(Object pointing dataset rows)
····················
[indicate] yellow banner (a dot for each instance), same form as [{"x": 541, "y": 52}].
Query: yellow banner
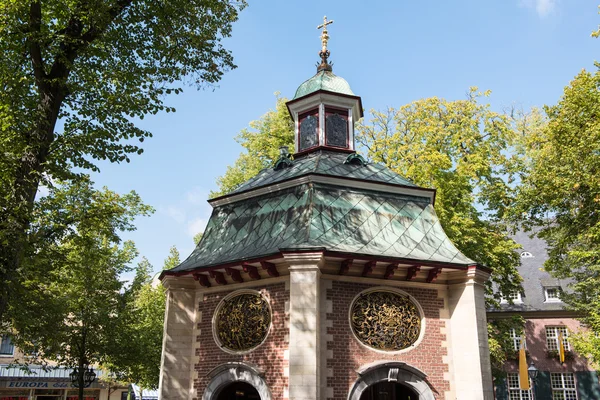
[{"x": 523, "y": 375}]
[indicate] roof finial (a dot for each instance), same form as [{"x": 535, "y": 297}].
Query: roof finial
[{"x": 324, "y": 53}]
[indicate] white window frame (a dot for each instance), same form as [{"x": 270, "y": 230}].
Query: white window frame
[
  {"x": 515, "y": 296},
  {"x": 2, "y": 338},
  {"x": 552, "y": 299},
  {"x": 552, "y": 337},
  {"x": 513, "y": 382},
  {"x": 516, "y": 339},
  {"x": 561, "y": 385}
]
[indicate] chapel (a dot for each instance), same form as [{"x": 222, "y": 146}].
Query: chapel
[{"x": 325, "y": 276}]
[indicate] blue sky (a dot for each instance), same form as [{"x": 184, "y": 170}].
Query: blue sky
[{"x": 391, "y": 53}]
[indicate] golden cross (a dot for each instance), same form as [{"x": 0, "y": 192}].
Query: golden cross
[{"x": 324, "y": 34}]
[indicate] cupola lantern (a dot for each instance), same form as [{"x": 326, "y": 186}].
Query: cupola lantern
[{"x": 324, "y": 108}]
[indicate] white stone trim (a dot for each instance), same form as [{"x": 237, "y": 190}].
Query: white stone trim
[
  {"x": 395, "y": 371},
  {"x": 220, "y": 305},
  {"x": 228, "y": 373},
  {"x": 396, "y": 291}
]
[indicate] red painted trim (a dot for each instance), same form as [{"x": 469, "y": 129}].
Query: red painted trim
[
  {"x": 412, "y": 272},
  {"x": 270, "y": 268},
  {"x": 433, "y": 274},
  {"x": 389, "y": 270},
  {"x": 345, "y": 266},
  {"x": 369, "y": 267},
  {"x": 235, "y": 275},
  {"x": 309, "y": 113},
  {"x": 326, "y": 253},
  {"x": 348, "y": 96},
  {"x": 203, "y": 279},
  {"x": 410, "y": 261},
  {"x": 251, "y": 270},
  {"x": 336, "y": 111},
  {"x": 218, "y": 277}
]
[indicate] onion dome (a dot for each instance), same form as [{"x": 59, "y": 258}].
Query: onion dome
[{"x": 323, "y": 80}]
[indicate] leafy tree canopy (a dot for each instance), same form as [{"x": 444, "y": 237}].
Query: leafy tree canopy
[
  {"x": 461, "y": 149},
  {"x": 261, "y": 142},
  {"x": 73, "y": 275},
  {"x": 559, "y": 194},
  {"x": 95, "y": 66}
]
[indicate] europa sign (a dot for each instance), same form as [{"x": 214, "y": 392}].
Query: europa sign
[{"x": 38, "y": 384}]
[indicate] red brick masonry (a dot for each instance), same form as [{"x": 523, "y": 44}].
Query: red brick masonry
[
  {"x": 269, "y": 356},
  {"x": 349, "y": 354}
]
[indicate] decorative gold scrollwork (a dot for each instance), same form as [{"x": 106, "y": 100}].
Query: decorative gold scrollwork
[
  {"x": 385, "y": 320},
  {"x": 243, "y": 321}
]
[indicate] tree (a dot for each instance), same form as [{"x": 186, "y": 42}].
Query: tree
[
  {"x": 138, "y": 361},
  {"x": 96, "y": 66},
  {"x": 262, "y": 142},
  {"x": 74, "y": 276},
  {"x": 559, "y": 193},
  {"x": 461, "y": 149},
  {"x": 172, "y": 259}
]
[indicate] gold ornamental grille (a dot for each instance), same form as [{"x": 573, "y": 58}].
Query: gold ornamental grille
[
  {"x": 385, "y": 320},
  {"x": 243, "y": 322}
]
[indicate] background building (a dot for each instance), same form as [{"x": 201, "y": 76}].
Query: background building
[
  {"x": 52, "y": 383},
  {"x": 546, "y": 317}
]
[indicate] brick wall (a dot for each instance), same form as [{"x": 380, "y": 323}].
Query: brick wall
[
  {"x": 535, "y": 336},
  {"x": 269, "y": 356},
  {"x": 349, "y": 354}
]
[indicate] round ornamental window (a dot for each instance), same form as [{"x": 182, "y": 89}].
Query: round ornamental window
[
  {"x": 242, "y": 322},
  {"x": 385, "y": 320}
]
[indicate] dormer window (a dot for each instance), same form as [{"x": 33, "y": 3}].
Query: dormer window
[
  {"x": 336, "y": 128},
  {"x": 308, "y": 130},
  {"x": 514, "y": 296},
  {"x": 552, "y": 294}
]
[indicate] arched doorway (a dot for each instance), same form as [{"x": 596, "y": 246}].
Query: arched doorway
[
  {"x": 236, "y": 381},
  {"x": 388, "y": 391},
  {"x": 238, "y": 391},
  {"x": 403, "y": 380}
]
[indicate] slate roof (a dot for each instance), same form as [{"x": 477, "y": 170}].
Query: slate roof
[
  {"x": 324, "y": 162},
  {"x": 535, "y": 279},
  {"x": 319, "y": 216},
  {"x": 323, "y": 80}
]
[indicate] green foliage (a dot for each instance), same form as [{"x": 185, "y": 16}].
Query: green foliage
[
  {"x": 560, "y": 194},
  {"x": 262, "y": 142},
  {"x": 460, "y": 148},
  {"x": 96, "y": 66},
  {"x": 139, "y": 340},
  {"x": 173, "y": 259},
  {"x": 71, "y": 274}
]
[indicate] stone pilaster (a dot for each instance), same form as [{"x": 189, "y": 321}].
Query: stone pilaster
[
  {"x": 304, "y": 347},
  {"x": 178, "y": 339},
  {"x": 468, "y": 337}
]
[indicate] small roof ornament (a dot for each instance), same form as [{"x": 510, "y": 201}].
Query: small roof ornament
[{"x": 324, "y": 53}]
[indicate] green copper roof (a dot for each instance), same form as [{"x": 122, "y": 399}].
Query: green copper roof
[
  {"x": 328, "y": 217},
  {"x": 324, "y": 162},
  {"x": 323, "y": 80}
]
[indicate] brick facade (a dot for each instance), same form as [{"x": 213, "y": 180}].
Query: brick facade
[
  {"x": 269, "y": 356},
  {"x": 348, "y": 354},
  {"x": 535, "y": 333}
]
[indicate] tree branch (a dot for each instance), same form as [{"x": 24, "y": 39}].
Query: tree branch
[{"x": 35, "y": 52}]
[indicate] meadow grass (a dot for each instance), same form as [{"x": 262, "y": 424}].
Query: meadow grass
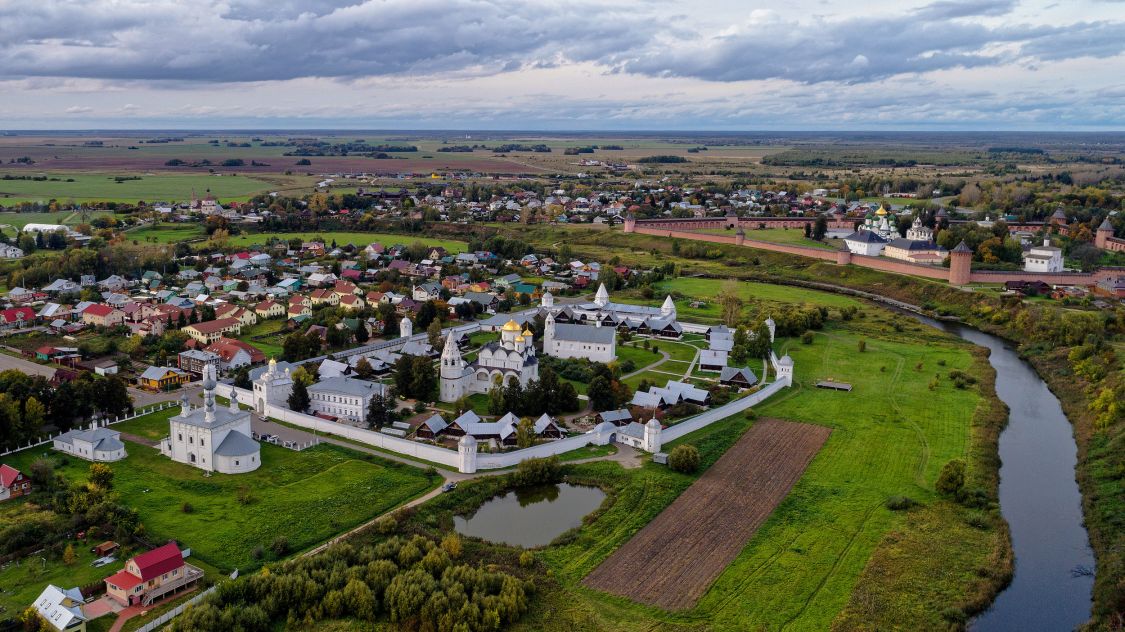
[
  {"x": 304, "y": 496},
  {"x": 101, "y": 187},
  {"x": 801, "y": 567},
  {"x": 20, "y": 583}
]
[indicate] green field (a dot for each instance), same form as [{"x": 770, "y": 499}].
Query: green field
[
  {"x": 887, "y": 441},
  {"x": 21, "y": 581},
  {"x": 167, "y": 233},
  {"x": 304, "y": 496},
  {"x": 757, "y": 298},
  {"x": 101, "y": 187}
]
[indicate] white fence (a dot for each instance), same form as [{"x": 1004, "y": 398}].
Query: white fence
[
  {"x": 597, "y": 436},
  {"x": 133, "y": 415},
  {"x": 713, "y": 415},
  {"x": 485, "y": 461},
  {"x": 174, "y": 612},
  {"x": 404, "y": 447}
]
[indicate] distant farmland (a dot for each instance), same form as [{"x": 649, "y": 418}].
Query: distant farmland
[{"x": 102, "y": 187}]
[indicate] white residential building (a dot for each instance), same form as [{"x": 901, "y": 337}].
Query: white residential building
[
  {"x": 1043, "y": 259},
  {"x": 99, "y": 444},
  {"x": 344, "y": 398},
  {"x": 594, "y": 342},
  {"x": 62, "y": 607}
]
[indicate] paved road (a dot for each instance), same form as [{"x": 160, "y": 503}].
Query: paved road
[{"x": 25, "y": 366}]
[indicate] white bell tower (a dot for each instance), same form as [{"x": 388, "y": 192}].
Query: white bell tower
[{"x": 452, "y": 371}]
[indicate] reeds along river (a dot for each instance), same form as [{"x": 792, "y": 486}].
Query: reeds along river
[{"x": 1040, "y": 498}]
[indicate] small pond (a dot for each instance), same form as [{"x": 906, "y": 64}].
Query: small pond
[{"x": 531, "y": 516}]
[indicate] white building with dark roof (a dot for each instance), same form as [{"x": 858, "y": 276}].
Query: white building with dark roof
[
  {"x": 594, "y": 342},
  {"x": 212, "y": 438},
  {"x": 343, "y": 398},
  {"x": 61, "y": 607},
  {"x": 1043, "y": 259},
  {"x": 865, "y": 242},
  {"x": 99, "y": 444}
]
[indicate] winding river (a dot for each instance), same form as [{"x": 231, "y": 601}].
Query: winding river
[{"x": 1040, "y": 498}]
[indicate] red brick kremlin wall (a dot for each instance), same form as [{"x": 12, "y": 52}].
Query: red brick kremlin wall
[{"x": 873, "y": 262}]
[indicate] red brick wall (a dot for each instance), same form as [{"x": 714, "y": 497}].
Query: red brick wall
[{"x": 893, "y": 265}]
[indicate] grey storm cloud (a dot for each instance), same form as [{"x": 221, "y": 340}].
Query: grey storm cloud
[
  {"x": 860, "y": 50},
  {"x": 262, "y": 39},
  {"x": 245, "y": 41}
]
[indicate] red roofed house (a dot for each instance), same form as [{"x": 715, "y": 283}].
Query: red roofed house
[
  {"x": 12, "y": 484},
  {"x": 151, "y": 576},
  {"x": 102, "y": 316},
  {"x": 269, "y": 309},
  {"x": 16, "y": 316},
  {"x": 234, "y": 353},
  {"x": 210, "y": 331}
]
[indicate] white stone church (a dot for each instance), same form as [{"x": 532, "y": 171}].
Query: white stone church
[
  {"x": 512, "y": 357},
  {"x": 210, "y": 438}
]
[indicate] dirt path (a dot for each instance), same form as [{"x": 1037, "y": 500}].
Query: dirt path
[
  {"x": 673, "y": 560},
  {"x": 664, "y": 359}
]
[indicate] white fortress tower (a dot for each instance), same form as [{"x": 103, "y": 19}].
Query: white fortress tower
[
  {"x": 602, "y": 298},
  {"x": 668, "y": 309},
  {"x": 785, "y": 370},
  {"x": 651, "y": 441},
  {"x": 272, "y": 387}
]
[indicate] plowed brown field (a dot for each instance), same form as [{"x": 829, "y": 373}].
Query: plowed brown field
[{"x": 673, "y": 560}]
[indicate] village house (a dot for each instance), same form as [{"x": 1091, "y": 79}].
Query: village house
[
  {"x": 325, "y": 297},
  {"x": 15, "y": 317},
  {"x": 12, "y": 482},
  {"x": 351, "y": 303},
  {"x": 102, "y": 316},
  {"x": 269, "y": 309},
  {"x": 210, "y": 331},
  {"x": 162, "y": 378},
  {"x": 245, "y": 317},
  {"x": 234, "y": 353},
  {"x": 195, "y": 360},
  {"x": 152, "y": 576}
]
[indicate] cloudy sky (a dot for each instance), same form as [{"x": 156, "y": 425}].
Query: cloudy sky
[{"x": 542, "y": 64}]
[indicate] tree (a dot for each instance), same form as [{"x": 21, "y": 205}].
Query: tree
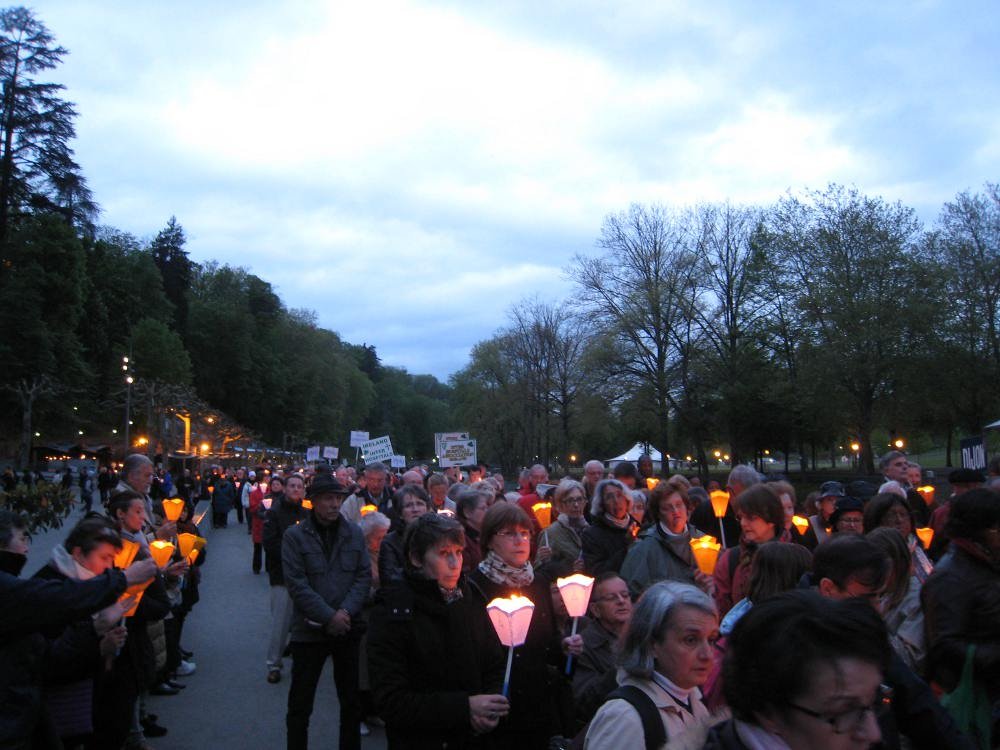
[
  {"x": 37, "y": 170},
  {"x": 850, "y": 258},
  {"x": 641, "y": 290},
  {"x": 175, "y": 269}
]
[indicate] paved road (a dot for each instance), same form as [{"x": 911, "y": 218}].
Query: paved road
[{"x": 228, "y": 704}]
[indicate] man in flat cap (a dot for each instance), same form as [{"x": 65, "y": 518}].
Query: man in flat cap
[{"x": 328, "y": 574}]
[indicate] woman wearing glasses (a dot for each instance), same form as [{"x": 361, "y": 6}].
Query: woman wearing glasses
[
  {"x": 560, "y": 545},
  {"x": 505, "y": 540},
  {"x": 822, "y": 687}
]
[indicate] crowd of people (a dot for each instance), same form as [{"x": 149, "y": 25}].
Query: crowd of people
[{"x": 861, "y": 615}]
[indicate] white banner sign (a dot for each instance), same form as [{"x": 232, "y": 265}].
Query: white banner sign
[
  {"x": 458, "y": 453},
  {"x": 379, "y": 449},
  {"x": 440, "y": 438}
]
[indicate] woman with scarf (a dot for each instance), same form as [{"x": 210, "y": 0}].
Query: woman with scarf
[
  {"x": 613, "y": 530},
  {"x": 560, "y": 546},
  {"x": 436, "y": 665},
  {"x": 762, "y": 520},
  {"x": 538, "y": 665},
  {"x": 663, "y": 551},
  {"x": 85, "y": 649}
]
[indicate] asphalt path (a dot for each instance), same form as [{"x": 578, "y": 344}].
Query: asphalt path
[{"x": 228, "y": 703}]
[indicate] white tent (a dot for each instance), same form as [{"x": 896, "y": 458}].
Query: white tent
[{"x": 633, "y": 453}]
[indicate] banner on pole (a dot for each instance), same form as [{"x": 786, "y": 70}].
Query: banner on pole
[
  {"x": 974, "y": 453},
  {"x": 458, "y": 453},
  {"x": 379, "y": 449},
  {"x": 440, "y": 438}
]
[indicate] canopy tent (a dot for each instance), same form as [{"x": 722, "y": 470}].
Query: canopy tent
[{"x": 633, "y": 453}]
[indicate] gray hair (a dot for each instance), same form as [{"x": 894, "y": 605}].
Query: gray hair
[
  {"x": 888, "y": 458},
  {"x": 135, "y": 461},
  {"x": 374, "y": 521},
  {"x": 743, "y": 475},
  {"x": 597, "y": 501},
  {"x": 651, "y": 617}
]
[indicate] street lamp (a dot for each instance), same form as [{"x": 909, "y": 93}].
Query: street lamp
[{"x": 127, "y": 369}]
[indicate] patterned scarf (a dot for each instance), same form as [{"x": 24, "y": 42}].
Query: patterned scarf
[{"x": 496, "y": 570}]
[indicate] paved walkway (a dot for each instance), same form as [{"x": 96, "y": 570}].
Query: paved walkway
[{"x": 228, "y": 704}]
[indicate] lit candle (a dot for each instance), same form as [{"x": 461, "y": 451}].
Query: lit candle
[
  {"x": 161, "y": 551},
  {"x": 925, "y": 535},
  {"x": 575, "y": 591},
  {"x": 511, "y": 618},
  {"x": 706, "y": 553},
  {"x": 543, "y": 512}
]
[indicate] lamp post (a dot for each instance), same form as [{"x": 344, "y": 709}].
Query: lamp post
[{"x": 127, "y": 369}]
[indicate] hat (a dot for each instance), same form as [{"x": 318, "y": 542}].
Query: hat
[
  {"x": 846, "y": 504},
  {"x": 966, "y": 476},
  {"x": 326, "y": 484},
  {"x": 831, "y": 489}
]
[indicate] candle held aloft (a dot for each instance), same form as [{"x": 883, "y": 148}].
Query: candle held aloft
[
  {"x": 172, "y": 508},
  {"x": 543, "y": 512},
  {"x": 161, "y": 552},
  {"x": 706, "y": 553}
]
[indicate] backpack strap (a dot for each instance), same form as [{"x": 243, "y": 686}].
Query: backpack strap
[{"x": 649, "y": 714}]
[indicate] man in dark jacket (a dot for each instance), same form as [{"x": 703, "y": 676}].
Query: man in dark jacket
[
  {"x": 28, "y": 607},
  {"x": 286, "y": 511},
  {"x": 328, "y": 575}
]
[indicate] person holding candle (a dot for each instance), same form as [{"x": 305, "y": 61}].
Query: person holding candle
[
  {"x": 537, "y": 665},
  {"x": 762, "y": 519},
  {"x": 666, "y": 656},
  {"x": 470, "y": 508},
  {"x": 435, "y": 662},
  {"x": 663, "y": 551},
  {"x": 560, "y": 546},
  {"x": 409, "y": 502},
  {"x": 961, "y": 598},
  {"x": 595, "y": 673},
  {"x": 606, "y": 541},
  {"x": 888, "y": 509}
]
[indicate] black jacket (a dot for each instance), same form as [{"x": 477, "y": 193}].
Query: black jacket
[
  {"x": 28, "y": 607},
  {"x": 276, "y": 520},
  {"x": 532, "y": 681},
  {"x": 604, "y": 546},
  {"x": 426, "y": 659},
  {"x": 961, "y": 602}
]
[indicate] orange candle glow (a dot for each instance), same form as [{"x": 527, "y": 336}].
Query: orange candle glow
[
  {"x": 927, "y": 493},
  {"x": 925, "y": 535},
  {"x": 706, "y": 553}
]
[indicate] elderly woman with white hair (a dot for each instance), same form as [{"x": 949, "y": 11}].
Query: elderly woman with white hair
[
  {"x": 612, "y": 531},
  {"x": 667, "y": 654}
]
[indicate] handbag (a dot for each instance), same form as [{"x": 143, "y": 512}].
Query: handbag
[{"x": 969, "y": 704}]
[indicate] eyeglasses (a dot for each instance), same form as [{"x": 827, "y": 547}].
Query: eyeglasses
[
  {"x": 848, "y": 721},
  {"x": 524, "y": 536}
]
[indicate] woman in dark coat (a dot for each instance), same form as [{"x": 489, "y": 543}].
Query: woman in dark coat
[
  {"x": 537, "y": 676},
  {"x": 435, "y": 663},
  {"x": 612, "y": 530}
]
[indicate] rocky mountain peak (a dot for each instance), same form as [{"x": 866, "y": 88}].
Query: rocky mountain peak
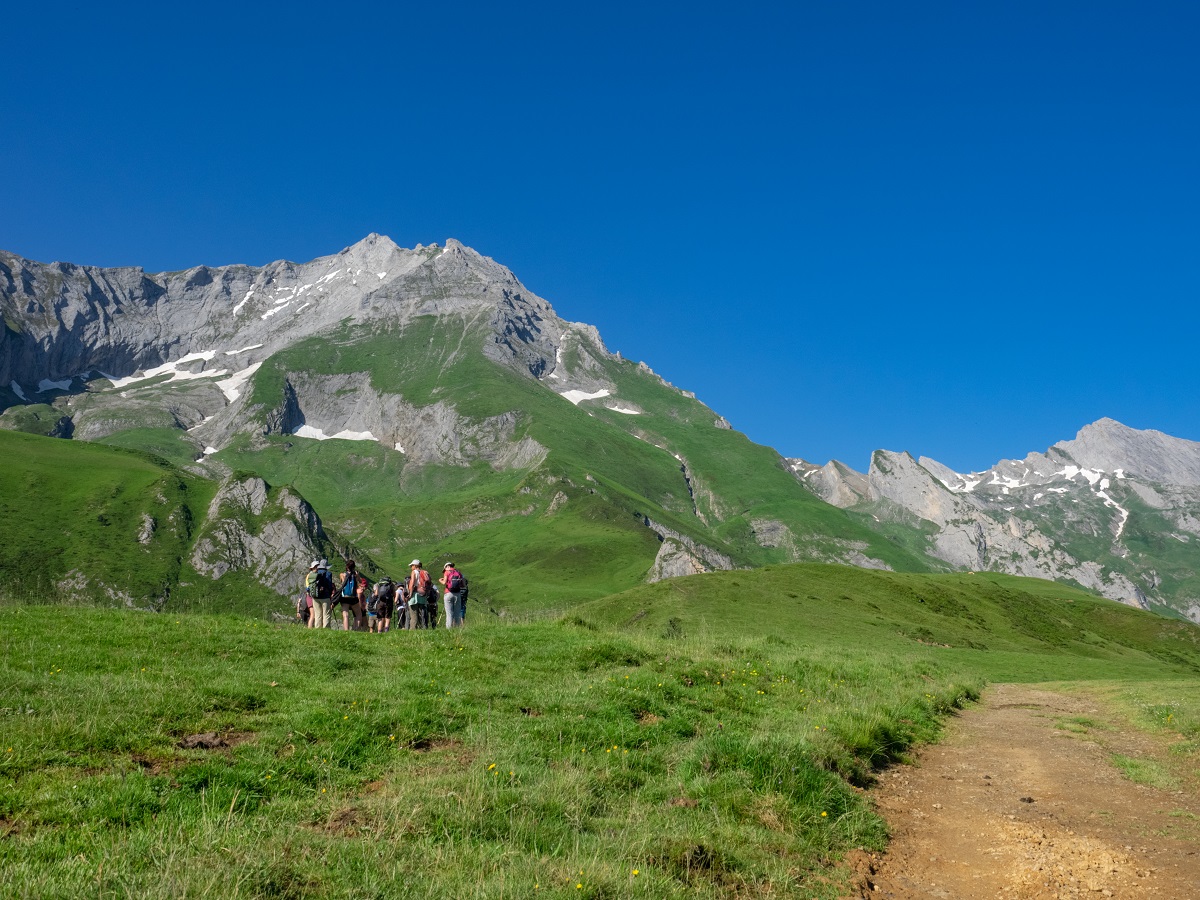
····················
(EXERCISE OBJECTIVE) Emit the lines from the line containing "[indicate] handbag (a" to the final line of the material, inclusive, exactly as written; pictures are excluded.

(FINISHED TASK)
[indicate] handbag (a dot for each instance), same form as [{"x": 143, "y": 512}].
Query: handbag
[{"x": 969, "y": 704}]
[indicate] eyeglasses (a dot for each instance), same form as [{"x": 827, "y": 547}].
Query: eyeglasses
[
  {"x": 848, "y": 721},
  {"x": 524, "y": 536}
]
[indicate] woman in dark coat (a dot for each instance), same form as [{"x": 489, "y": 543}].
Query: woman in dark coat
[
  {"x": 537, "y": 676},
  {"x": 435, "y": 663},
  {"x": 612, "y": 530}
]
[indicate] rocky mountain peak (a dot for each instance), same form as [{"x": 866, "y": 88}].
Query: rocky mountain peak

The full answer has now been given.